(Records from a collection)
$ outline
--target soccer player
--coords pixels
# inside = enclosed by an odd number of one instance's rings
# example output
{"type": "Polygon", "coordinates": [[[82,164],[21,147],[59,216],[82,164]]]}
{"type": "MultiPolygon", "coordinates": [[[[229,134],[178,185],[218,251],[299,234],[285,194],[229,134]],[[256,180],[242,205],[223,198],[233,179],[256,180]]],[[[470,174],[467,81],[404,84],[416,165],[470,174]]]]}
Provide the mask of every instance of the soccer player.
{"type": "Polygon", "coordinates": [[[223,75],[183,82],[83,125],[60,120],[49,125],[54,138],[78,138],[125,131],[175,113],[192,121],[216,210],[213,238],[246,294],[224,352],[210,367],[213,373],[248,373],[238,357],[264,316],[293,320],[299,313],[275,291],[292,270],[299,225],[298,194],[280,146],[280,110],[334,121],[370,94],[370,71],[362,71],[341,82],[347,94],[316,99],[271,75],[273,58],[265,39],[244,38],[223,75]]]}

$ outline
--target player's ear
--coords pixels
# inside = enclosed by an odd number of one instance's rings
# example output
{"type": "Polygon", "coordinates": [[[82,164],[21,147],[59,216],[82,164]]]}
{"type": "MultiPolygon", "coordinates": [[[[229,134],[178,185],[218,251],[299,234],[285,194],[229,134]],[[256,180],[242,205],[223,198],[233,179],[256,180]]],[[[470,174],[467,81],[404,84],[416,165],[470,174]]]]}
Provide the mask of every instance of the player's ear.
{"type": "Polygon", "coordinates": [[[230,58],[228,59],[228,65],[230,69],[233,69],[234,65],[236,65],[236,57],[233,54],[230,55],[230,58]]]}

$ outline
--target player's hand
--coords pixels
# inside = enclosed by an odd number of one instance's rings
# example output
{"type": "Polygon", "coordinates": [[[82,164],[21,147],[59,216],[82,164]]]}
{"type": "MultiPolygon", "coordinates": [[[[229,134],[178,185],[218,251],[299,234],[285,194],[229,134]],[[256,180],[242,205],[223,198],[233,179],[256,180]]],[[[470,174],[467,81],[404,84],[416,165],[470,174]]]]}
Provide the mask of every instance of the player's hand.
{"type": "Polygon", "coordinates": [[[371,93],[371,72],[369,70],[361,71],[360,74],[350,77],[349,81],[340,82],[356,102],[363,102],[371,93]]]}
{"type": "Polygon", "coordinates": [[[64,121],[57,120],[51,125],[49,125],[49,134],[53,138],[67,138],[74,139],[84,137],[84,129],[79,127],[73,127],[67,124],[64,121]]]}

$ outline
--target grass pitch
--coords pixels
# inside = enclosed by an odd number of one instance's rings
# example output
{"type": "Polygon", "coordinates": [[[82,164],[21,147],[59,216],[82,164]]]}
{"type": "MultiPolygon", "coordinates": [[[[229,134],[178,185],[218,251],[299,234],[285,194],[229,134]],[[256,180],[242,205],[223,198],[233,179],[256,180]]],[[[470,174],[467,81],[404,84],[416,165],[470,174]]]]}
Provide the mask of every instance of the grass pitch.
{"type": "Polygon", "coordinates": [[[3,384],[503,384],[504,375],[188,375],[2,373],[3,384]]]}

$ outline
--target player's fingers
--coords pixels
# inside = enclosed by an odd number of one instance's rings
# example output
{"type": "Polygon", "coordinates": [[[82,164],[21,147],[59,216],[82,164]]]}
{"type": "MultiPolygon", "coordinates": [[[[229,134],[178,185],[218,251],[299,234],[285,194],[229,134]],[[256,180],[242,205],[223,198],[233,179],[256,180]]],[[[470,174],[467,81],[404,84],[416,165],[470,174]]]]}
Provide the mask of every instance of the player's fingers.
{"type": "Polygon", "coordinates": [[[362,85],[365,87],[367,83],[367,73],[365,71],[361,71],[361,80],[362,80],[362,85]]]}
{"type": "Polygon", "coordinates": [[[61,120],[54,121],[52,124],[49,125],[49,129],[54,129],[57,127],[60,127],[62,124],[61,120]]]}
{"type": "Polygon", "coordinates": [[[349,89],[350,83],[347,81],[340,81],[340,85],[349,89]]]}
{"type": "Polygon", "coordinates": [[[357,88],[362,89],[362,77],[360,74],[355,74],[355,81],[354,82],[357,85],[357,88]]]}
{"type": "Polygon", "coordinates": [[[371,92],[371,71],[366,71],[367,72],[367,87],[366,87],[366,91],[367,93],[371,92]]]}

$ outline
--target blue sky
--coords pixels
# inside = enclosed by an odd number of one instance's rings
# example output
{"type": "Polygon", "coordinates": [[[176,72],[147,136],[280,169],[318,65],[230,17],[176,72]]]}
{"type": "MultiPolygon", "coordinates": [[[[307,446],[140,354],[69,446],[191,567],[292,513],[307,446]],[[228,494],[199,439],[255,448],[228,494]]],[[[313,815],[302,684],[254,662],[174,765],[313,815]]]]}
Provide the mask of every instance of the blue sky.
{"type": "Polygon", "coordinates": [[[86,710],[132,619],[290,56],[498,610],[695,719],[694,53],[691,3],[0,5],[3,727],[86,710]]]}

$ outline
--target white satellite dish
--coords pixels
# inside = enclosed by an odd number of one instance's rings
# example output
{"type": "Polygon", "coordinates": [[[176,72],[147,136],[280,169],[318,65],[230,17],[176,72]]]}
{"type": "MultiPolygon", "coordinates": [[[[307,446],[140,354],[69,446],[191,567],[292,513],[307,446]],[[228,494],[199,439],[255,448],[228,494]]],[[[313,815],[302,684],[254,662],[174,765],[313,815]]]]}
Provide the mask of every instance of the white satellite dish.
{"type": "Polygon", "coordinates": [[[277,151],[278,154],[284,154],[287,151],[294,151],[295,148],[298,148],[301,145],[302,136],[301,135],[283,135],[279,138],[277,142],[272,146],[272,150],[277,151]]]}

# [PROBLEM TO SOLVE]
Quote the data above in full, changing nothing.

# [FULL SOLUTION]
$ outline
--target soccer player
--coords pixels
# inside = enclosed by an odd number of one instance's rings
# example output
{"type": "Polygon", "coordinates": [[[82,164],[21,147],[59,216],[82,164]]]}
{"type": "MultiPolygon", "coordinates": [[[[229,134],[178,185],[218,251],[299,234],[285,194],[229,134]],[[256,180],[242,205],[223,198],[233,179],[256,180]]],[[[470,174],[467,81],[404,84],[416,165],[470,174]]]]}
Provide the mask of every instance of the soccer player.
{"type": "Polygon", "coordinates": [[[223,75],[183,82],[83,125],[60,120],[49,125],[54,138],[78,138],[125,131],[175,113],[192,121],[216,210],[213,238],[246,294],[224,352],[210,367],[213,373],[248,373],[238,357],[264,316],[293,320],[299,313],[275,291],[292,270],[299,225],[298,194],[280,146],[280,110],[334,121],[370,94],[370,71],[362,71],[341,82],[347,94],[316,99],[271,75],[273,58],[265,39],[244,38],[223,75]]]}

$ outline
--target player's ear
--coords pixels
# inside = enclosed by an odd number of one instance's rings
# example output
{"type": "Polygon", "coordinates": [[[82,164],[21,147],[59,216],[82,164]]]}
{"type": "MultiPolygon", "coordinates": [[[[229,134],[178,185],[218,251],[299,234],[285,194],[229,134]],[[256,180],[242,205],[223,198],[233,179],[256,180]]],[[[470,174],[467,81],[404,84],[416,165],[470,174]]]]}
Provide the mask of every instance of the player's ear.
{"type": "Polygon", "coordinates": [[[230,58],[228,59],[228,65],[230,69],[233,69],[234,65],[236,65],[236,57],[233,54],[230,55],[230,58]]]}

$ outline
--target player's hand
--coords pixels
# inside = enclosed by an odd number of one instance's rings
# example output
{"type": "Polygon", "coordinates": [[[82,164],[21,147],[59,216],[82,164]]]}
{"type": "MultiPolygon", "coordinates": [[[[229,134],[178,185],[218,251],[299,234],[285,194],[229,134]],[[256,180],[242,205],[223,198],[233,179],[256,180]]],[[[470,174],[467,81],[404,84],[416,165],[470,174]]]]}
Provide the mask of every instance of the player's hand.
{"type": "Polygon", "coordinates": [[[371,93],[371,72],[369,70],[361,71],[360,74],[350,77],[349,81],[340,82],[356,102],[363,102],[371,93]]]}
{"type": "Polygon", "coordinates": [[[64,121],[57,120],[51,125],[49,125],[49,134],[53,138],[67,138],[74,139],[84,137],[84,129],[79,127],[73,127],[67,124],[64,121]]]}

$ outline
--target grass pitch
--coords pixels
# inside = enclosed by an odd number of one instance's rings
# example output
{"type": "Polygon", "coordinates": [[[82,164],[21,147],[59,216],[82,164]]]}
{"type": "MultiPolygon", "coordinates": [[[[229,134],[178,185],[218,251],[299,234],[285,194],[229,134]],[[256,180],[242,205],[223,198],[233,179],[256,180]]],[[[470,174],[467,81],[404,84],[416,165],[470,174]]]]}
Provide the mask of every instance of the grass pitch.
{"type": "Polygon", "coordinates": [[[3,384],[503,384],[504,375],[188,375],[2,373],[3,384]]]}

$ outline
--target player's fingers
--coords pixels
# inside = enclosed by an odd number of one instance's rings
# example output
{"type": "Polygon", "coordinates": [[[82,164],[21,147],[59,216],[82,164]]]}
{"type": "MultiPolygon", "coordinates": [[[[229,134],[178,185],[218,251],[299,234],[285,194],[229,134]],[[256,180],[242,205],[223,198],[233,179],[256,180]]],[[[470,174],[467,81],[404,84],[416,165],[470,174]]]]}
Provide the mask of every instance of the player's fingers.
{"type": "Polygon", "coordinates": [[[362,85],[365,87],[367,83],[367,73],[365,71],[361,71],[361,80],[362,80],[362,85]]]}
{"type": "Polygon", "coordinates": [[[61,120],[54,121],[52,124],[49,125],[49,129],[54,129],[57,127],[60,127],[62,124],[61,120]]]}
{"type": "Polygon", "coordinates": [[[349,89],[350,83],[347,81],[340,81],[340,85],[349,89]]]}
{"type": "Polygon", "coordinates": [[[357,88],[362,89],[362,77],[360,74],[355,74],[355,81],[354,82],[357,85],[357,88]]]}
{"type": "Polygon", "coordinates": [[[371,92],[371,71],[366,71],[367,72],[367,87],[366,87],[366,91],[367,93],[371,92]]]}

$ outline
--target blue sky
--coords pixels
# inside = enclosed by an odd number of one instance's rings
# example output
{"type": "Polygon", "coordinates": [[[176,72],[147,136],[280,169],[318,65],[230,17],[176,72]]]}
{"type": "MultiPolygon", "coordinates": [[[[307,446],[140,354],[69,446],[191,567],[292,513],[307,446]],[[228,494],[199,439],[255,448],[228,494]]],[[[313,815],[302,684],[254,662],[174,765],[313,815]]]]}
Provide the mask of every instance of the blue sky.
{"type": "Polygon", "coordinates": [[[86,710],[132,619],[290,56],[498,610],[695,719],[694,53],[691,3],[0,5],[3,727],[86,710]]]}

$ outline
--target white satellite dish
--coords pixels
# inside = enclosed by an odd number of one instance's rings
# example output
{"type": "Polygon", "coordinates": [[[176,72],[147,136],[280,169],[318,65],[230,17],[176,72]]]}
{"type": "MultiPolygon", "coordinates": [[[[307,446],[140,354],[69,446],[191,567],[292,513],[307,446]],[[228,494],[199,439],[255,448],[228,494]]],[[[313,815],[302,684],[254,662],[174,765],[313,815]]]]}
Provide the mask of every instance of the white satellite dish.
{"type": "Polygon", "coordinates": [[[277,151],[278,154],[284,154],[287,151],[294,151],[295,148],[298,148],[301,145],[302,136],[301,135],[283,135],[279,138],[277,142],[272,146],[272,150],[277,151]]]}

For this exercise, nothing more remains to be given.